Task item: Only one portion of the data is to be written out: from the line bearing "Target: roof eave" through the line bearing "[[595, 337], [563, 192], [376, 86], [235, 180]]". Write it exactly as it appears.

Data entries

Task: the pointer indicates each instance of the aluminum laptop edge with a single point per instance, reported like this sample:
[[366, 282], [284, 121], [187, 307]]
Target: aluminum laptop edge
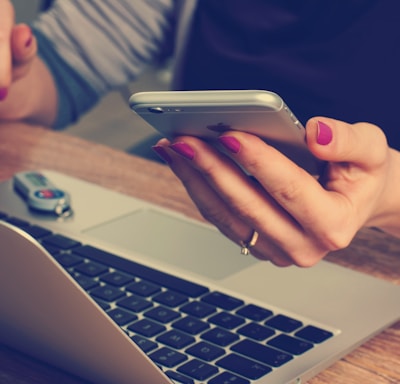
[[46, 314]]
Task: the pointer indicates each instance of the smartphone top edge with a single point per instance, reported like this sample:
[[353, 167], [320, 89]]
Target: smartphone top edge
[[214, 96]]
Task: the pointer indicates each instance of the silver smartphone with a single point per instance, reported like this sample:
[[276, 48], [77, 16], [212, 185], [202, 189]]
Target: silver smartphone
[[206, 114]]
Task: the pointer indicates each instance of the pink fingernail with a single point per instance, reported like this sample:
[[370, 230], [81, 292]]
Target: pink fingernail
[[3, 93], [184, 150], [162, 153], [28, 42], [230, 143], [324, 134], [29, 39]]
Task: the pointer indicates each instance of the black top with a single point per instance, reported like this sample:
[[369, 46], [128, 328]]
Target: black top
[[338, 59]]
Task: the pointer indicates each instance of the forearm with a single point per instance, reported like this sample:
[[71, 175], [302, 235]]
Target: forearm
[[33, 97]]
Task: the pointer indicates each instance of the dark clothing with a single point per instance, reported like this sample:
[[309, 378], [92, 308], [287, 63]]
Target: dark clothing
[[338, 59]]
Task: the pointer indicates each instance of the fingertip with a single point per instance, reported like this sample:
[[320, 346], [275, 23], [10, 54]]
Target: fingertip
[[23, 42]]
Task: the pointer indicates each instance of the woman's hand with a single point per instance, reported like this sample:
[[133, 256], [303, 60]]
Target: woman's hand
[[299, 218], [27, 89]]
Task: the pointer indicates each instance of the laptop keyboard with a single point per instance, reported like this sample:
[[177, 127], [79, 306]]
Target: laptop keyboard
[[191, 332]]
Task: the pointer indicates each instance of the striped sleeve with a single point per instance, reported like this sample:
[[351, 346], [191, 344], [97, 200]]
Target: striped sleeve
[[94, 46]]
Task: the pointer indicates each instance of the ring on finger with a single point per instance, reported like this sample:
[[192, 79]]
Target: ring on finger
[[246, 245]]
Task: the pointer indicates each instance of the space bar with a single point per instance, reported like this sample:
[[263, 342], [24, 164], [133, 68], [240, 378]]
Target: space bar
[[139, 270]]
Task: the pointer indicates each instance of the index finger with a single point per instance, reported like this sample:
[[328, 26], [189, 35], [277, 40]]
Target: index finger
[[6, 25]]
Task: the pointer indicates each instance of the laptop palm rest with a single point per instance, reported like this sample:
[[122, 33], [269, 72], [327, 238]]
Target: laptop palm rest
[[174, 241]]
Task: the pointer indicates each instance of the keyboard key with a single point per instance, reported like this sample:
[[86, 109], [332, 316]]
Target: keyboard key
[[227, 378], [146, 327], [134, 303], [37, 232], [121, 317], [254, 312], [284, 323], [144, 344], [179, 378], [176, 339], [143, 288], [261, 353], [198, 309], [103, 305], [190, 325], [68, 260], [205, 351], [170, 298], [290, 344], [222, 301], [243, 366], [198, 369], [91, 269], [314, 334], [162, 314], [116, 278], [84, 281], [132, 268], [61, 242], [226, 320], [256, 331], [107, 293], [167, 357], [220, 337]]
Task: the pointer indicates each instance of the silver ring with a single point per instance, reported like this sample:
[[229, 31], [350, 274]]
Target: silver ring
[[246, 245]]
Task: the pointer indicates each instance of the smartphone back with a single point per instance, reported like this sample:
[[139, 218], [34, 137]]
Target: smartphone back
[[207, 114]]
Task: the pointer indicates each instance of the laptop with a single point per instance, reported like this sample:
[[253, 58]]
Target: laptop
[[124, 291]]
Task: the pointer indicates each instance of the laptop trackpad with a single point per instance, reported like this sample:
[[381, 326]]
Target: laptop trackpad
[[175, 241]]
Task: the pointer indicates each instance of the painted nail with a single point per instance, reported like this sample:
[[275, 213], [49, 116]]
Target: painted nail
[[230, 143], [29, 40], [162, 153], [3, 93], [324, 134], [184, 150]]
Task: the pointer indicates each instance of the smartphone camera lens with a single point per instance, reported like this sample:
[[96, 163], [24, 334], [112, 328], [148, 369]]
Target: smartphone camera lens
[[155, 110]]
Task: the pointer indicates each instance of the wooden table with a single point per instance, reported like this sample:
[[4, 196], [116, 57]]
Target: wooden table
[[25, 147]]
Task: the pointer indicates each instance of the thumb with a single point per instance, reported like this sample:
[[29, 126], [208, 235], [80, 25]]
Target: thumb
[[23, 47], [361, 144]]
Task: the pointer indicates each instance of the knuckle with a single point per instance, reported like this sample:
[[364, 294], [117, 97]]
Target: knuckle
[[290, 191]]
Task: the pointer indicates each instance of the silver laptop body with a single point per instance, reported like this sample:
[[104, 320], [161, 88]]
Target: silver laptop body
[[46, 313]]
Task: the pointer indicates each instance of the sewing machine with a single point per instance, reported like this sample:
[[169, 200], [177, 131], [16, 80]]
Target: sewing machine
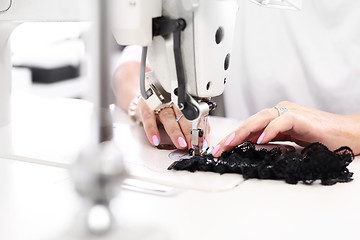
[[190, 44], [185, 40]]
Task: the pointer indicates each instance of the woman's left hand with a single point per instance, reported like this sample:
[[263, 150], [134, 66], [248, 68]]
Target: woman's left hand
[[300, 124]]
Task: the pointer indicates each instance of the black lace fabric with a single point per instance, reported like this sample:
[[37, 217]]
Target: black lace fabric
[[315, 162]]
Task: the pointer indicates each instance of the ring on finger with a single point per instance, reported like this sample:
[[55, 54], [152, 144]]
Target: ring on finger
[[178, 118], [281, 110]]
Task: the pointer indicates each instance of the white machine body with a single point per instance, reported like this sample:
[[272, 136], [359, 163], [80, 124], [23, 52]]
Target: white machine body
[[206, 41], [14, 12]]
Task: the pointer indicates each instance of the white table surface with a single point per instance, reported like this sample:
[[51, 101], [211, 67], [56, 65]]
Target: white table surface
[[38, 202]]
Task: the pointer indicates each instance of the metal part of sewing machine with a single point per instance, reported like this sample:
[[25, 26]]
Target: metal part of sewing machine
[[189, 44]]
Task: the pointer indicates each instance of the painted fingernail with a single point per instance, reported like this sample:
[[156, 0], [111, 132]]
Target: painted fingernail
[[260, 138], [215, 150], [155, 140], [205, 144], [182, 142], [229, 140]]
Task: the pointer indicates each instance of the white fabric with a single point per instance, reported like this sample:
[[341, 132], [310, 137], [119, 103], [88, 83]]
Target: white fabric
[[310, 57]]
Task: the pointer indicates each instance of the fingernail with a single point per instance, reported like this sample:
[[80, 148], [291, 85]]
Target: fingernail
[[229, 140], [215, 150], [155, 140], [260, 138], [182, 142]]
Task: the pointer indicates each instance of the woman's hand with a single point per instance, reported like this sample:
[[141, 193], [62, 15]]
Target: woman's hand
[[178, 131], [301, 124]]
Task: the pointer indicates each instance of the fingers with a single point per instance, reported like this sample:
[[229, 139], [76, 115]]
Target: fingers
[[149, 122], [168, 118], [250, 128], [185, 126]]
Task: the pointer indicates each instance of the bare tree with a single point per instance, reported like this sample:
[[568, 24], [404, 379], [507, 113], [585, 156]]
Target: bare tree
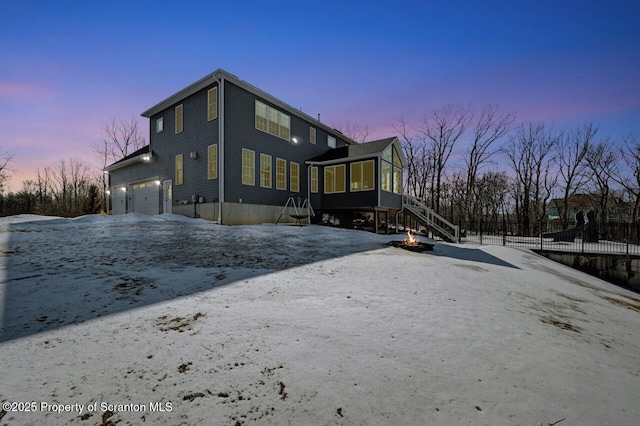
[[442, 129], [629, 176], [489, 127], [70, 182], [419, 164], [529, 152], [5, 159], [119, 139], [602, 160], [572, 149]]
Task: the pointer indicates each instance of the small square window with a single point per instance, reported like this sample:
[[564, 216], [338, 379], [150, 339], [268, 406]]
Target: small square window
[[331, 142]]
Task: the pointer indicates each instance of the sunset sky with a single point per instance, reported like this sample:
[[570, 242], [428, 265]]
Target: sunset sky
[[67, 67]]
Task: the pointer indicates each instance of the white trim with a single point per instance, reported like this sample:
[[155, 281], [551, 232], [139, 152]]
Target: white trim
[[253, 183]]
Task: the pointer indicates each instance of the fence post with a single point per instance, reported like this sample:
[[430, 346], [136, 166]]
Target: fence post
[[540, 235], [504, 232], [627, 236]]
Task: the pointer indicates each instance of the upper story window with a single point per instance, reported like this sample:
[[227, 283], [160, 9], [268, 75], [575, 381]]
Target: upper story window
[[265, 171], [294, 177], [179, 119], [314, 179], [212, 104], [312, 135], [179, 169], [362, 176], [272, 121], [212, 161], [331, 142], [281, 174]]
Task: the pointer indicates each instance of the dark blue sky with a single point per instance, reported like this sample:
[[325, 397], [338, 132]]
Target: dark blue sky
[[68, 66]]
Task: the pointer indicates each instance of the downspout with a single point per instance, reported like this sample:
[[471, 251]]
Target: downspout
[[220, 149], [309, 207]]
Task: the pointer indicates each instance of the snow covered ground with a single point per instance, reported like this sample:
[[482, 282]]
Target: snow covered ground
[[168, 320]]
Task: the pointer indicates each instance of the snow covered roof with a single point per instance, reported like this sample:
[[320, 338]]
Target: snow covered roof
[[358, 151]]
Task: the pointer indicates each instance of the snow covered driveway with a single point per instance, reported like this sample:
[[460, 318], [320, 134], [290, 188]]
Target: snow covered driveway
[[168, 320]]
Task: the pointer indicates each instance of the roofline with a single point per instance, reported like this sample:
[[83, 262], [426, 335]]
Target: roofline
[[144, 157], [219, 74]]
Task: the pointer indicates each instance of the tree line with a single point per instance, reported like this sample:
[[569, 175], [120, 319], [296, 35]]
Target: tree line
[[71, 187], [516, 171], [468, 165]]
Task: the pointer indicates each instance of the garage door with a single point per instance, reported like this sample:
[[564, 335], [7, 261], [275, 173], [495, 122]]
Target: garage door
[[145, 197]]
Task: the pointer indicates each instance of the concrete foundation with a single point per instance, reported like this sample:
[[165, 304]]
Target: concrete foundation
[[238, 213]]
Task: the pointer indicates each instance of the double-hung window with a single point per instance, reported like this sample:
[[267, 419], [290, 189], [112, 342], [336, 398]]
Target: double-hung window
[[281, 174], [212, 104], [265, 171], [248, 167], [179, 119], [272, 121], [362, 176], [179, 169], [212, 161], [334, 179], [294, 177]]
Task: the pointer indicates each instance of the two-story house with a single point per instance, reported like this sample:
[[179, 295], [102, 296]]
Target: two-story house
[[227, 151]]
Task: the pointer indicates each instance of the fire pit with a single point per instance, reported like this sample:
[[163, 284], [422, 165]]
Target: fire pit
[[411, 244]]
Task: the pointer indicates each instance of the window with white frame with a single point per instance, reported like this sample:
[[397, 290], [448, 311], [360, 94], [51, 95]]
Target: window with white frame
[[362, 176], [179, 169], [314, 179], [272, 121], [334, 179], [212, 161], [281, 174], [312, 135], [212, 104], [248, 167], [179, 119], [265, 171], [331, 141], [294, 177]]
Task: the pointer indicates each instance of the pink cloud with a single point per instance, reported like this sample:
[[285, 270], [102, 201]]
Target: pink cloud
[[22, 91]]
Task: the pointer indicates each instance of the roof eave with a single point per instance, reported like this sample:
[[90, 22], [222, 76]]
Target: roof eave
[[142, 158]]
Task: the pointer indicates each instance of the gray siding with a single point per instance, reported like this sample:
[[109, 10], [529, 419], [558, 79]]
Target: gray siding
[[240, 132], [358, 200], [198, 133]]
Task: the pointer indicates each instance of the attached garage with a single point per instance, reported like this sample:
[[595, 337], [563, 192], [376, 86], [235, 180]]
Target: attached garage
[[145, 197]]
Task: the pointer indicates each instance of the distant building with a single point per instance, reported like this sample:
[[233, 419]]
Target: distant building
[[618, 210], [227, 151]]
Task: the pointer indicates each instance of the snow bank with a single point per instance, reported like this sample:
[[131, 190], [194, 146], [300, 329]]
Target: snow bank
[[321, 326]]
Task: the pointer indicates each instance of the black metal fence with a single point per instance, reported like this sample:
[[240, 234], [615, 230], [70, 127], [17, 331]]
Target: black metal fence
[[613, 237]]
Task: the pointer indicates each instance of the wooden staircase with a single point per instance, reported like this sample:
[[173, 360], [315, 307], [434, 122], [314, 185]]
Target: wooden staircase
[[432, 220]]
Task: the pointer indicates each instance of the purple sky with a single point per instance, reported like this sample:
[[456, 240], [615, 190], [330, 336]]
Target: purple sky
[[66, 67]]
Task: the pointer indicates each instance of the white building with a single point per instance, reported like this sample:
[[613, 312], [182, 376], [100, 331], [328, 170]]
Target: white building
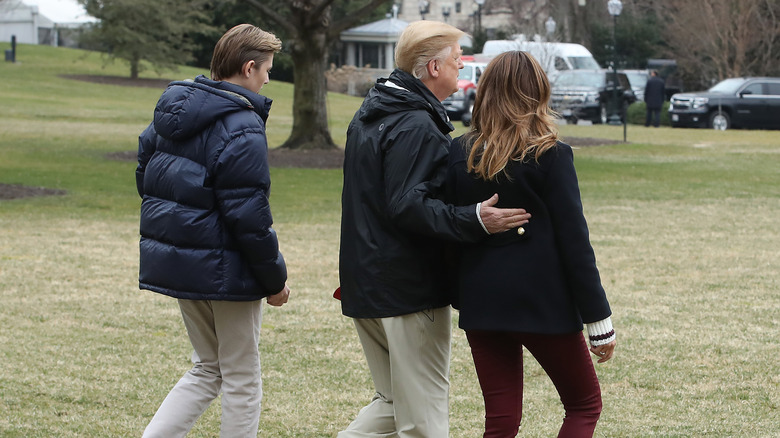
[[49, 22]]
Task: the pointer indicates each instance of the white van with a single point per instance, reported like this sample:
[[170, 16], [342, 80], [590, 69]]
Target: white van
[[554, 57]]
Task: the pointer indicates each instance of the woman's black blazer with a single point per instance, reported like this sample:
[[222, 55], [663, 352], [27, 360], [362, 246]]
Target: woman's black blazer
[[544, 280]]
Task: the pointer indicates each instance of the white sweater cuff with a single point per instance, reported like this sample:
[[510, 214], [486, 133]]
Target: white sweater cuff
[[601, 332], [479, 218]]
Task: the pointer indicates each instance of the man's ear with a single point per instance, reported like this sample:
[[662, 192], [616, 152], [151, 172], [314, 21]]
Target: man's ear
[[433, 68]]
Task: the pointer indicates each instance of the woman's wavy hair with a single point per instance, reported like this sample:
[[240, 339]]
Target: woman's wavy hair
[[511, 119]]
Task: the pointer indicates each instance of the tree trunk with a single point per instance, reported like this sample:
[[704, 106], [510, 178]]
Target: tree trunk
[[135, 63], [310, 116]]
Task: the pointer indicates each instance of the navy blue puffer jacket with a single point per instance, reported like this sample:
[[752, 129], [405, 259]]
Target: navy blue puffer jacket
[[203, 175]]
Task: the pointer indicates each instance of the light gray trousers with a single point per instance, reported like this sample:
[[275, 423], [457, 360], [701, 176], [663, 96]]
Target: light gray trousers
[[224, 337], [409, 359]]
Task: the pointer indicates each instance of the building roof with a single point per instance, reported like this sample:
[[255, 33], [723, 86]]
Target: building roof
[[62, 12], [387, 30]]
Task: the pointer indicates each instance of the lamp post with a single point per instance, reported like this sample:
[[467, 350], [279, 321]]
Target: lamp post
[[479, 14], [423, 7], [549, 26], [614, 7], [446, 9]]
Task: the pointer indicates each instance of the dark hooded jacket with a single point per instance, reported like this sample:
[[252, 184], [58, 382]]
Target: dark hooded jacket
[[393, 224], [203, 175]]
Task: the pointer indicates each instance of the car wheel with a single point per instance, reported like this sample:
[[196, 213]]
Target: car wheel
[[720, 121], [603, 115]]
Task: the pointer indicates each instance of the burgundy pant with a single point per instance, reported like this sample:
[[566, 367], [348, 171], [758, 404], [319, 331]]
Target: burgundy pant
[[498, 357]]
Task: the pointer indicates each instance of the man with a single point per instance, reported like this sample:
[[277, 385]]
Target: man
[[655, 94], [206, 236], [393, 229]]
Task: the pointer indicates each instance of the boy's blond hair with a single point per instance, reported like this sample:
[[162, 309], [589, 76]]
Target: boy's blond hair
[[239, 45]]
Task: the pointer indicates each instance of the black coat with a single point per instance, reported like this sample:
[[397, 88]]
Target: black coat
[[543, 281], [655, 92], [390, 260], [203, 175]]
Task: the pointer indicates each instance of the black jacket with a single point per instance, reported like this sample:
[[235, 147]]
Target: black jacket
[[203, 175], [543, 281], [655, 92], [392, 225]]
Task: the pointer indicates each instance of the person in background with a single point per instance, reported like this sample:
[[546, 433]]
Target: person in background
[[393, 229], [206, 236], [531, 288], [655, 94]]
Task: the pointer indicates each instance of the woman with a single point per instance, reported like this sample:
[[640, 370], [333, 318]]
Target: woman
[[206, 236], [532, 287]]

Finished exercise:
Target: roof eave
[[142, 158]]
Task: the pointer indicates each instance of the gray siding with a single point per instance, reported like this sample:
[[109, 10], [529, 419], [558, 79]]
Target: gray siding
[[240, 132], [358, 200], [198, 133]]
Task: the pointer indicates each instance of the attached garage with a single point per instance, reported like this sample:
[[595, 337], [563, 192], [376, 86], [235, 180]]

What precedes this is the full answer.